▸ Work item
Repeat word for word, please, only the lines from the one that includes "like x=13, y=399." through the final line of the data.

▸ Data for analysis
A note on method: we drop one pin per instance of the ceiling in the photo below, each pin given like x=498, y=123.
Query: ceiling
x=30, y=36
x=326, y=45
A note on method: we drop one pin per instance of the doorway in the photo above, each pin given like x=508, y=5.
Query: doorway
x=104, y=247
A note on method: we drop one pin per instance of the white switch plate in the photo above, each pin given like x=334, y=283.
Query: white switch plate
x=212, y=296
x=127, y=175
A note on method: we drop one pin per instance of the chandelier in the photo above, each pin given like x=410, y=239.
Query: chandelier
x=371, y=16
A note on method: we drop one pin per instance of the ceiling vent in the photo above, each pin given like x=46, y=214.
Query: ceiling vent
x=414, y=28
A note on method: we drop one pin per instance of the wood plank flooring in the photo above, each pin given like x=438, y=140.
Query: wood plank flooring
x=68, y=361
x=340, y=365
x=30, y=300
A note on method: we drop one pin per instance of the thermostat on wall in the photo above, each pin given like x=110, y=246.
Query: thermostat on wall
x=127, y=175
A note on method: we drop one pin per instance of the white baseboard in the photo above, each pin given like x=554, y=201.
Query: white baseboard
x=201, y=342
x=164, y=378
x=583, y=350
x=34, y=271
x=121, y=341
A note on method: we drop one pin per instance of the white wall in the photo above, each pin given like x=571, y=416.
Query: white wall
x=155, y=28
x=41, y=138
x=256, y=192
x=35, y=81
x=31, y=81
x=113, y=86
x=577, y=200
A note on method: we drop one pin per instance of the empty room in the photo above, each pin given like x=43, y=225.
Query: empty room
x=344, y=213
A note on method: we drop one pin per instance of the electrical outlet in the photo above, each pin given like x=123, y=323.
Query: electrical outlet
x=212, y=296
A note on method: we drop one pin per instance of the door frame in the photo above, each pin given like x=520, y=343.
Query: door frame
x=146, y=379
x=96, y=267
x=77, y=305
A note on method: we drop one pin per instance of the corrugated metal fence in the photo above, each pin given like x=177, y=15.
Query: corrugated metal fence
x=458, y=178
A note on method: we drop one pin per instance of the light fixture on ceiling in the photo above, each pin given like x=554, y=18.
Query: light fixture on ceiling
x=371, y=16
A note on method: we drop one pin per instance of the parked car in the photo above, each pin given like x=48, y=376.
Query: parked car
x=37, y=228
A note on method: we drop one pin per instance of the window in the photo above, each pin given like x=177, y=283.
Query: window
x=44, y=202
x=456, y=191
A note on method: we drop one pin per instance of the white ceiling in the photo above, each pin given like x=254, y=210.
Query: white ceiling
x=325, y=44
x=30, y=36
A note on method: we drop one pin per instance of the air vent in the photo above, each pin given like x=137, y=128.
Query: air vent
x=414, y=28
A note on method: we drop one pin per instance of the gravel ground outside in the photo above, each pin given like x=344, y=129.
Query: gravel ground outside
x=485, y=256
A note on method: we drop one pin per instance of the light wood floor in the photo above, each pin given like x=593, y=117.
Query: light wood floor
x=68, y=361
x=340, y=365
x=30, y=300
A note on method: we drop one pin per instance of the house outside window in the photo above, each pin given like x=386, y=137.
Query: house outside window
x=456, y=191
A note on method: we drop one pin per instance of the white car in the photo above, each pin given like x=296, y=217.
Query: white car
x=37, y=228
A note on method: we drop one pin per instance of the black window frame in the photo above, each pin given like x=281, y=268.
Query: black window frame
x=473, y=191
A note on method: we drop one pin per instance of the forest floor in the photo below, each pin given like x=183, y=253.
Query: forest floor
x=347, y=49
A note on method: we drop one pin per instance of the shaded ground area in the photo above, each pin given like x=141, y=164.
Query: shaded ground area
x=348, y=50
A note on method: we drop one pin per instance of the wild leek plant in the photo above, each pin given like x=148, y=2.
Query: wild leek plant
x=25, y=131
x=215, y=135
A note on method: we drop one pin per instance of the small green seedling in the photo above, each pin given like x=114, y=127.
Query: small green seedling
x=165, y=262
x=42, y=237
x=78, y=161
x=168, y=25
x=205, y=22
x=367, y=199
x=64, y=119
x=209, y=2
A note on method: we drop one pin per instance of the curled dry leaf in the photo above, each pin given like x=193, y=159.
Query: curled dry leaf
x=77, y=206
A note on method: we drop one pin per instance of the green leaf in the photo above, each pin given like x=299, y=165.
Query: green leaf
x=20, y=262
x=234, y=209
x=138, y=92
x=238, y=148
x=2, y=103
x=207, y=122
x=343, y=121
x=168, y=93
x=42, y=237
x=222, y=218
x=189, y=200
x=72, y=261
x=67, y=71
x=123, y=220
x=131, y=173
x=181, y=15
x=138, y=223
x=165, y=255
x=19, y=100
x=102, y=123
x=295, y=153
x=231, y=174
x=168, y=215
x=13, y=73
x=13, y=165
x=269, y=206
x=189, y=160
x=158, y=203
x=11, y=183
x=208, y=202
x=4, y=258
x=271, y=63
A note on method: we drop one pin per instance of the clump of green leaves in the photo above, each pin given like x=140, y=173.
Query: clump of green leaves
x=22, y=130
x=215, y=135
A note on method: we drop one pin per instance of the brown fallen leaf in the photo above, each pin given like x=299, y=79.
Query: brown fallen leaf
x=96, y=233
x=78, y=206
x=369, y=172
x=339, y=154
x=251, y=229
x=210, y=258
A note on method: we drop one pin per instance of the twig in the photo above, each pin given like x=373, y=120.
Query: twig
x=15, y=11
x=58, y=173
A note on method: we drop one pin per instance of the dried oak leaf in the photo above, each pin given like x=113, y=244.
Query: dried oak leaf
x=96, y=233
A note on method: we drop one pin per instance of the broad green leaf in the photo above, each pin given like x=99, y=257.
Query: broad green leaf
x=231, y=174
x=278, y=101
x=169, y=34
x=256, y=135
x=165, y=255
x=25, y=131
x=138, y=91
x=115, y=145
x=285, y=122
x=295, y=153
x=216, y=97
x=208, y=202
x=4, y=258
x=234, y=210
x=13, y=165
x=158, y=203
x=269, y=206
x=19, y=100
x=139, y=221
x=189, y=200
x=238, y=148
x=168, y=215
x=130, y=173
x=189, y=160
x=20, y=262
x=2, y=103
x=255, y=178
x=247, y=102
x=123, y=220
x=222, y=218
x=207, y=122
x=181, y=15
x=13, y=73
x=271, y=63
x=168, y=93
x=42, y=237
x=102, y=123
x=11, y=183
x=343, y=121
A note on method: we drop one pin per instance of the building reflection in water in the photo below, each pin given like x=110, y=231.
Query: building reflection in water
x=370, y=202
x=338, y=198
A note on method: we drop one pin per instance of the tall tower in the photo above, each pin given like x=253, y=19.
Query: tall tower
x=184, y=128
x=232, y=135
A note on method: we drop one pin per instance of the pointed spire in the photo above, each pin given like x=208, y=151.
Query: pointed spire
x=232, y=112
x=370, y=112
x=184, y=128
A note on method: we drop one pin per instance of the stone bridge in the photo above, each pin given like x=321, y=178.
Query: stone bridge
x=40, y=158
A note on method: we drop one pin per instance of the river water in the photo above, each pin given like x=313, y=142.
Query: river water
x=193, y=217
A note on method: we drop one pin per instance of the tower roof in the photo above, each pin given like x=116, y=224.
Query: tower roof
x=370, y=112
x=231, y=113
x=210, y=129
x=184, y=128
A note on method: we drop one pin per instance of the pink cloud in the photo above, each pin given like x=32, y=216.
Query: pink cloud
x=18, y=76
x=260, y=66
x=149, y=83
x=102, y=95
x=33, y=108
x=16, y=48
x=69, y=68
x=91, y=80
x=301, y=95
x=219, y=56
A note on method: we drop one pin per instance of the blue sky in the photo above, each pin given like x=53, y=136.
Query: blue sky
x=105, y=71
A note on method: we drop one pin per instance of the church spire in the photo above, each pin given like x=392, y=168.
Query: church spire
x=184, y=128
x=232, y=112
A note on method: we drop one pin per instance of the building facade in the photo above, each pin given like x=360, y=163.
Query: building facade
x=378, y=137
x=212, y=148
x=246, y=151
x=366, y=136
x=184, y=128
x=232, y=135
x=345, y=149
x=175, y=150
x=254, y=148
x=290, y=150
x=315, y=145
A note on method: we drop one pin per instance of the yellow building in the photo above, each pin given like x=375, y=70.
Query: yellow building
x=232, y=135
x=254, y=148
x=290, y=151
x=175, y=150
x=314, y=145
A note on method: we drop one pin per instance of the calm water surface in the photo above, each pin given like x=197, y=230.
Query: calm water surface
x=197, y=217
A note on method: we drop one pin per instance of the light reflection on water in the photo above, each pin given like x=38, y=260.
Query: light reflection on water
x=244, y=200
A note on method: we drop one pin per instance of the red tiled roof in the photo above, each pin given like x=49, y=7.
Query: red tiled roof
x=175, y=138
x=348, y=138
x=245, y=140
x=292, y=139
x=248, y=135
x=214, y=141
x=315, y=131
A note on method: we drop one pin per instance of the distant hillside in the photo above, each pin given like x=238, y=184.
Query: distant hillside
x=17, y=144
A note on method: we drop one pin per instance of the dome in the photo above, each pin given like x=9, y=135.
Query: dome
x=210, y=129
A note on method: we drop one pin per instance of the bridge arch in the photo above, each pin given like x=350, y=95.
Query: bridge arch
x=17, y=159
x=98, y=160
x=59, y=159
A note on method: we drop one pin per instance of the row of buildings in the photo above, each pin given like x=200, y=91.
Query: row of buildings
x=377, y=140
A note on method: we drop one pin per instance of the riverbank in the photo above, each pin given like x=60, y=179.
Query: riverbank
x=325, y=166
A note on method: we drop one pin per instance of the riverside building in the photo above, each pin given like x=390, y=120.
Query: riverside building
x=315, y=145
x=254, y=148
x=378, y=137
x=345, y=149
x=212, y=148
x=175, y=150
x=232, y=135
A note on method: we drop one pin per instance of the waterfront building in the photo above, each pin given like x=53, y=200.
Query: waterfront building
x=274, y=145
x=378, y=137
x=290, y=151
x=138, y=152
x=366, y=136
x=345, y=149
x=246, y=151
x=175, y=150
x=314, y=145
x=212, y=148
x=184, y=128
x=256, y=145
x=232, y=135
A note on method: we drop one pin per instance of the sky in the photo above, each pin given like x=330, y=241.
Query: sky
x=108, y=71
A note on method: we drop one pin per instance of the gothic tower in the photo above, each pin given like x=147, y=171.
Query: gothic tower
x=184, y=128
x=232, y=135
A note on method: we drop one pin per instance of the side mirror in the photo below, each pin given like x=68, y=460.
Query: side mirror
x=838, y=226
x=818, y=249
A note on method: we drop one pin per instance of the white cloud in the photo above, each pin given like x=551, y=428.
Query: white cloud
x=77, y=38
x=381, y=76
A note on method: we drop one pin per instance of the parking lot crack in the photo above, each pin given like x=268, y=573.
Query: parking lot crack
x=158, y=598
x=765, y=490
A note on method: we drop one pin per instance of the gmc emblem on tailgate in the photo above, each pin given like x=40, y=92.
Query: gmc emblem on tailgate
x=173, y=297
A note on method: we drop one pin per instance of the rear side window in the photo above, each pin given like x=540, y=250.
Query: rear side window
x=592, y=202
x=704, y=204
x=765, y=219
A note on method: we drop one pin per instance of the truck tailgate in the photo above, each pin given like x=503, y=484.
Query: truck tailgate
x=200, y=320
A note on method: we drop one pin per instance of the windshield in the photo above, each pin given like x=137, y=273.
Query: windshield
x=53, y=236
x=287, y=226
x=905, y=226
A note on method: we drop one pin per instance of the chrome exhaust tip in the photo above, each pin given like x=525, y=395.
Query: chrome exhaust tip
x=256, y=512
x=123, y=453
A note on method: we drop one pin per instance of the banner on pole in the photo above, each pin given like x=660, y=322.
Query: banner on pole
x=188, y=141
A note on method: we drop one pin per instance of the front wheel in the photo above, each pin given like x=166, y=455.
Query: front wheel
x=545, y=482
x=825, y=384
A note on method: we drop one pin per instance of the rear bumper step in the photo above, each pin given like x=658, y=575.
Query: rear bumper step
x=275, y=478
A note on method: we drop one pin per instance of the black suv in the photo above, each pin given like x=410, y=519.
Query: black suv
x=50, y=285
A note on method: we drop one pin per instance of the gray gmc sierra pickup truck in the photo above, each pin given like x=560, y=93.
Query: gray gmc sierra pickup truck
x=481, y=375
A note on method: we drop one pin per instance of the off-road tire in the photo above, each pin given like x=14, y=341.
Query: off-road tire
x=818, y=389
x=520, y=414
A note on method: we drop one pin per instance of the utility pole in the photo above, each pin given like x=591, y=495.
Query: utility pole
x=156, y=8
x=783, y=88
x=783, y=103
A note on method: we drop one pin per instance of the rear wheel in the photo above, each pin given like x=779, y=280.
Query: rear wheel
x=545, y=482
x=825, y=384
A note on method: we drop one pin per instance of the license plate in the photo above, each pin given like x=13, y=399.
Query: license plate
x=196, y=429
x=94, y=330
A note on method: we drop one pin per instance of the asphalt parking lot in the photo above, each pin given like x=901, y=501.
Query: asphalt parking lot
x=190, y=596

▸ Exercise result
A note on method: we drop one pin per instance of the license plate in the photo above, each pin given like x=13, y=399.
Query: license plate
x=196, y=429
x=94, y=330
A note on method: we drop one pin per instance of the asphalt parking lot in the photo above, each pin given like x=901, y=501.
Query: asphalt parking lot
x=190, y=596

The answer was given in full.